# Input data
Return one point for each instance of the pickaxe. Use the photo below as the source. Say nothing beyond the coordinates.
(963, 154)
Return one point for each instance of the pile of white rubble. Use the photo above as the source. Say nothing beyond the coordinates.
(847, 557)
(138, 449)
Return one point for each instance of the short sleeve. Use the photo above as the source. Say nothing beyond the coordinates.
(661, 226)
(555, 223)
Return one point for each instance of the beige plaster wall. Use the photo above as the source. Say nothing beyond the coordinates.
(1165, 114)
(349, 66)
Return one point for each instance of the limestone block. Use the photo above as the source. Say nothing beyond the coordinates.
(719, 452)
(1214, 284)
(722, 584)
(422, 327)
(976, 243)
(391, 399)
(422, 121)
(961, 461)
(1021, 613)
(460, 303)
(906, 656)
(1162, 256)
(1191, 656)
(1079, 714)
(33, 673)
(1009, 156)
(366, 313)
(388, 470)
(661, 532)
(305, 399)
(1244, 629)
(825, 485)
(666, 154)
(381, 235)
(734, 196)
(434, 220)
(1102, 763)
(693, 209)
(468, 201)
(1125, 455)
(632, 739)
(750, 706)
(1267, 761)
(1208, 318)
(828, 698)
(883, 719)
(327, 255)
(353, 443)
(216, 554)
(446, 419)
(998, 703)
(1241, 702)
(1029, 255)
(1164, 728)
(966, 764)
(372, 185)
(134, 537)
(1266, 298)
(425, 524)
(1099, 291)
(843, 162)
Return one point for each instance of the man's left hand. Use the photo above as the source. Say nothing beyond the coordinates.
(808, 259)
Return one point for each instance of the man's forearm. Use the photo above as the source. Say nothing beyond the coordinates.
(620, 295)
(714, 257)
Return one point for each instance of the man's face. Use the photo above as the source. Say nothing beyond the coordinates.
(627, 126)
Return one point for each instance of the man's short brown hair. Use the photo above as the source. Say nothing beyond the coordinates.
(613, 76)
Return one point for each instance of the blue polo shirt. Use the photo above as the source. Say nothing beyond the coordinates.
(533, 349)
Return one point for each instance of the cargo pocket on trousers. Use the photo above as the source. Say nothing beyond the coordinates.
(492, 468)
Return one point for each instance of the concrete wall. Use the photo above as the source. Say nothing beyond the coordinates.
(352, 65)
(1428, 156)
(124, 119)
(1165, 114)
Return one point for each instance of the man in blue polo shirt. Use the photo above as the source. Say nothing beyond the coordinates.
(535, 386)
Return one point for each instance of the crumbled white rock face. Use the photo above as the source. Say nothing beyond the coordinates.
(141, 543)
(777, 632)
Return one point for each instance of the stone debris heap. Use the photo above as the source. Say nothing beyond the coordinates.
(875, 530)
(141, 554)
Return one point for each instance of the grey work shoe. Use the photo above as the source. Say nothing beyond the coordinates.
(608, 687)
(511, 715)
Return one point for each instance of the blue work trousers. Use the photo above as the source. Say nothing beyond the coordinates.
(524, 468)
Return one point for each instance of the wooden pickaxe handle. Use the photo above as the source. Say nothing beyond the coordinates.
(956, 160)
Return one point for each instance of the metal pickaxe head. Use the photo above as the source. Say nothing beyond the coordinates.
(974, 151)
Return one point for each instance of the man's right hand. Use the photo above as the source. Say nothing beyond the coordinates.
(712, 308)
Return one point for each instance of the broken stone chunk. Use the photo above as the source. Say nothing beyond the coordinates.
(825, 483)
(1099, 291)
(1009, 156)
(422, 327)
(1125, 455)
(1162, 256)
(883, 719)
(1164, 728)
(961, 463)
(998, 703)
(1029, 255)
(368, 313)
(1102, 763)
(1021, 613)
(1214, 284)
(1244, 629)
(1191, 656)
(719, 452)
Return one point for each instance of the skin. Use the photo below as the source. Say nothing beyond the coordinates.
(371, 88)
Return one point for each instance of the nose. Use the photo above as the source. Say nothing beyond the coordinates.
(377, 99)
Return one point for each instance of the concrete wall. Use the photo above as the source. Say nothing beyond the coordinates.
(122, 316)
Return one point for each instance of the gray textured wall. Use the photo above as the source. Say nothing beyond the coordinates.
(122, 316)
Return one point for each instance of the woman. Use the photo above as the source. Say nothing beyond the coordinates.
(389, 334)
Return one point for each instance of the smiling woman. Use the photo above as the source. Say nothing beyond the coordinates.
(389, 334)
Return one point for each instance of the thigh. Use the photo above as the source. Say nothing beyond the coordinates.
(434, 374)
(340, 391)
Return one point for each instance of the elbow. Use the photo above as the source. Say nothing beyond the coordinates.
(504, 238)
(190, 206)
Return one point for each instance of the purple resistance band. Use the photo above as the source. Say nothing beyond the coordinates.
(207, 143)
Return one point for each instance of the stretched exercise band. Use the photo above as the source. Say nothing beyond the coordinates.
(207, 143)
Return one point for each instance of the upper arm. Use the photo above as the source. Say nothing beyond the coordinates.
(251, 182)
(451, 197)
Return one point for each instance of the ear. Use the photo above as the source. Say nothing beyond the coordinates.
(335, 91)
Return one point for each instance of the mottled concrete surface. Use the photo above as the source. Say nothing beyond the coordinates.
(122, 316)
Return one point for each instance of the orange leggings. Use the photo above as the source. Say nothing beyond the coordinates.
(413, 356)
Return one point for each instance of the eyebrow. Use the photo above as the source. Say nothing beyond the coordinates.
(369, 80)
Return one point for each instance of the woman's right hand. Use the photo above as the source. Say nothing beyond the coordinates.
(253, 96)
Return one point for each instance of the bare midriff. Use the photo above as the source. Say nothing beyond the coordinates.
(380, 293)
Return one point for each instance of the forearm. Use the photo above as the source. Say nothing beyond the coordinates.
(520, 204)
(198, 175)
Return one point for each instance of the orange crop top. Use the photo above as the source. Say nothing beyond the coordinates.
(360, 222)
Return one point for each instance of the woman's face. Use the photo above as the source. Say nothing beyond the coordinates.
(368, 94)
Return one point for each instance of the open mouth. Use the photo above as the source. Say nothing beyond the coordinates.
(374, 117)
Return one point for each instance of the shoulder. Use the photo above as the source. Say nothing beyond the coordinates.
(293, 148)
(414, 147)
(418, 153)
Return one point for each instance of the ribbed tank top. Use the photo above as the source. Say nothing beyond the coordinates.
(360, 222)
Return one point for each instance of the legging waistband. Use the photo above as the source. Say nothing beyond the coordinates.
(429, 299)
==
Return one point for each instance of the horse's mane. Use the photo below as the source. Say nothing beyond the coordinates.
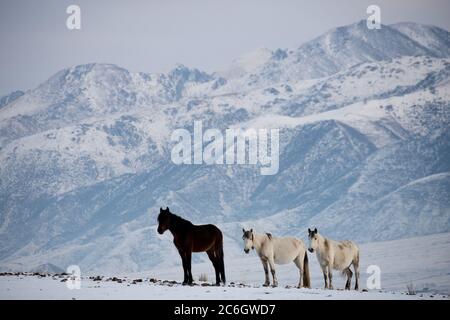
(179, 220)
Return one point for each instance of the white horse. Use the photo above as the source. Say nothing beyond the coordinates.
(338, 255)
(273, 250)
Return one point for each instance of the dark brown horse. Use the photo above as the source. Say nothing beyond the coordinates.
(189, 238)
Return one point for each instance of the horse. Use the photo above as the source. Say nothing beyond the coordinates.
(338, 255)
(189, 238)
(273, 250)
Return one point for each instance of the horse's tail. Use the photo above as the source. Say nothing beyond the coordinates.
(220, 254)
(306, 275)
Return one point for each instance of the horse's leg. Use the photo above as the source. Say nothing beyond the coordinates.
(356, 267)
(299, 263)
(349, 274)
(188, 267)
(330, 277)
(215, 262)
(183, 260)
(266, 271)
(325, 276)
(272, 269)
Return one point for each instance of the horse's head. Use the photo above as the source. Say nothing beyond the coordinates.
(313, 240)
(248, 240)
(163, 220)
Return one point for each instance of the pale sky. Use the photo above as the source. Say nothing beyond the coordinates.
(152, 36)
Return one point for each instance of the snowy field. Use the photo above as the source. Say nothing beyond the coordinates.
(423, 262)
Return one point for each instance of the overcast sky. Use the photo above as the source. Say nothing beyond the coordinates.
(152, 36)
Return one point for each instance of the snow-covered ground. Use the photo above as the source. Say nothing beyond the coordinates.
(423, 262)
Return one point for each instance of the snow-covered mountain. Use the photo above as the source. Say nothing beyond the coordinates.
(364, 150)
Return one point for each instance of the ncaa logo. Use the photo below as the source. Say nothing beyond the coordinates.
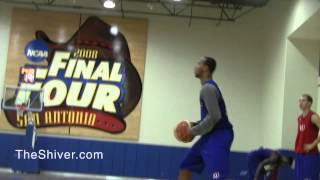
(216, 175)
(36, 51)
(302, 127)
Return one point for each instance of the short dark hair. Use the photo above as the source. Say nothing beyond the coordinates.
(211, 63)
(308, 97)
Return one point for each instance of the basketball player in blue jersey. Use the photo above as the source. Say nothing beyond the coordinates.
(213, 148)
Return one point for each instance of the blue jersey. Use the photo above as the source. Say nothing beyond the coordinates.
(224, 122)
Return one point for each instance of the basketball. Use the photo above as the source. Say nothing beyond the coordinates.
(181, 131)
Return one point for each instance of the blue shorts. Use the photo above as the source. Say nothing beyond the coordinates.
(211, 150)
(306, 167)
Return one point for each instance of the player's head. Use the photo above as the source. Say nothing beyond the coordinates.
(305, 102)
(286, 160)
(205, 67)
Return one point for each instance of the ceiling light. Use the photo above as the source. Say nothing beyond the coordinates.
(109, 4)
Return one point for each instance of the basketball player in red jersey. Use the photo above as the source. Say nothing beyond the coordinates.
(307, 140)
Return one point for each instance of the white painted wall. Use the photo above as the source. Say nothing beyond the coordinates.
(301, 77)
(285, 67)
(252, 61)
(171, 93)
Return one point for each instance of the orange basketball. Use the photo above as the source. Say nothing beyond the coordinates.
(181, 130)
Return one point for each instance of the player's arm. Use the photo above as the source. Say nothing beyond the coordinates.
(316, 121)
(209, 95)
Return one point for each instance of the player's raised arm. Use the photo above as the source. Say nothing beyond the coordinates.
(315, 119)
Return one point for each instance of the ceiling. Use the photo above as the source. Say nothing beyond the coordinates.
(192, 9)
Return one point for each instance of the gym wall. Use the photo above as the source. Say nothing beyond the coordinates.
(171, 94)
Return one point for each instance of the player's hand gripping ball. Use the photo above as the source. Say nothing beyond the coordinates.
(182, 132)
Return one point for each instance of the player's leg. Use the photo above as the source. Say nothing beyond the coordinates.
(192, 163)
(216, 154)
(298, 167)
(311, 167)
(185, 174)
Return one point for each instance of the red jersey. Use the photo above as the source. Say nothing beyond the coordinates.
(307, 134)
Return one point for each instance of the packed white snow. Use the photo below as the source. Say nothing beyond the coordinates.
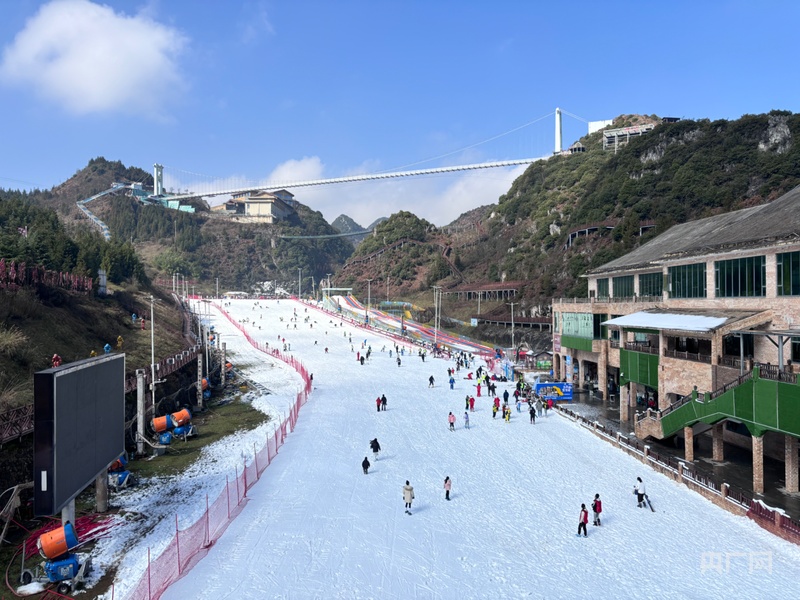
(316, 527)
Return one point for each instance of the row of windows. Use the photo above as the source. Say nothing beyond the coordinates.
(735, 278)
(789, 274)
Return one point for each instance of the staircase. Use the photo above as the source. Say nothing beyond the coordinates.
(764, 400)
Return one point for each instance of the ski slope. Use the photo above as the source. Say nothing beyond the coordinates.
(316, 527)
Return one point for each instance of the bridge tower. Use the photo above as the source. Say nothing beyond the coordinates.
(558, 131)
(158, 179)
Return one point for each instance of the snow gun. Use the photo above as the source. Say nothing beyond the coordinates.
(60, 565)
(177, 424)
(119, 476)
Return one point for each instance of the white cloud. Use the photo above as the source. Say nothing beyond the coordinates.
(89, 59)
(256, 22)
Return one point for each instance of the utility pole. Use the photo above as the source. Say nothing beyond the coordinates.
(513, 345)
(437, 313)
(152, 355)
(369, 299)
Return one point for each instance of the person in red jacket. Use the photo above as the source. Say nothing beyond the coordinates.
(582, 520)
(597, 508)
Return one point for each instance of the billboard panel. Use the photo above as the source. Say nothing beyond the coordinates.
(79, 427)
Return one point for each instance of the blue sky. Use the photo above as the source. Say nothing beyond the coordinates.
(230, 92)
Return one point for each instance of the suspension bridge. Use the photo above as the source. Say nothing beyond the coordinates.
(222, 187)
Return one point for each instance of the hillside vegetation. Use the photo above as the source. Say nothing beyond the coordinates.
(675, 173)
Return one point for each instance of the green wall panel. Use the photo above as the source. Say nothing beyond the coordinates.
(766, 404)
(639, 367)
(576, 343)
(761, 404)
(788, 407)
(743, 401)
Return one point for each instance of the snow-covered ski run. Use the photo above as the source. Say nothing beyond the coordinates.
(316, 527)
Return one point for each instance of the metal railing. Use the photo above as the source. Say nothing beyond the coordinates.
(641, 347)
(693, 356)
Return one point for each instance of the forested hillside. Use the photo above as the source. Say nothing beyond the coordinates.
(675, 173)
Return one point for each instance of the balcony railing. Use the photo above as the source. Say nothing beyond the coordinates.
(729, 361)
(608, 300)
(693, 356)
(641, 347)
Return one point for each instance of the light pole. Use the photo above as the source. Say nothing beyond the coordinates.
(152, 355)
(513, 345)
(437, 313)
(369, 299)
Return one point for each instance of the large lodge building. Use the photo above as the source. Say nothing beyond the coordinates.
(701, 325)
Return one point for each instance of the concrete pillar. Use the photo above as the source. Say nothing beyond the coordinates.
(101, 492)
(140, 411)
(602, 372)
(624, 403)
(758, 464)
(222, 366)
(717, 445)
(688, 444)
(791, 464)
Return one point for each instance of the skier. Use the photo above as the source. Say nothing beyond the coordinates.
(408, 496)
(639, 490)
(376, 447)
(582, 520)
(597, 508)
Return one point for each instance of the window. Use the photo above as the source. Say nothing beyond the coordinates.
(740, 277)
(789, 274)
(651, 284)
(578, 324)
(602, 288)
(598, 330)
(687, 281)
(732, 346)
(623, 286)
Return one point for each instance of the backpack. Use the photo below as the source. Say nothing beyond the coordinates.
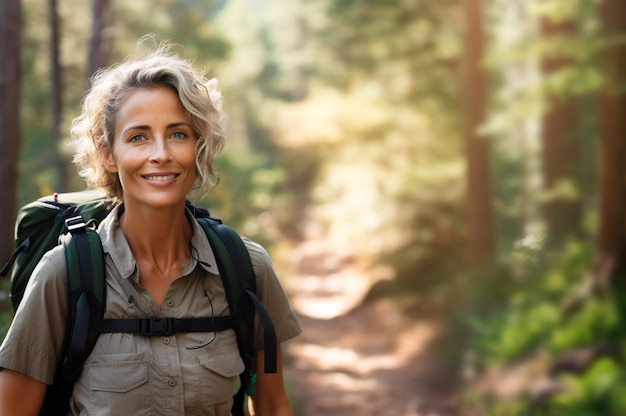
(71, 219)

# Task directions
From the data above, pull out every line that contains the string "forearm". Matches must have the same uppercase and lowercase letters.

# Exercise response
Return one point for each instance of the man's forearm. Use the photo above as the source. Say nothing beyond the coordinates.
Return one point for each instance of the forearm. Use the photo above as the source. Say nothing beyond the coordinates.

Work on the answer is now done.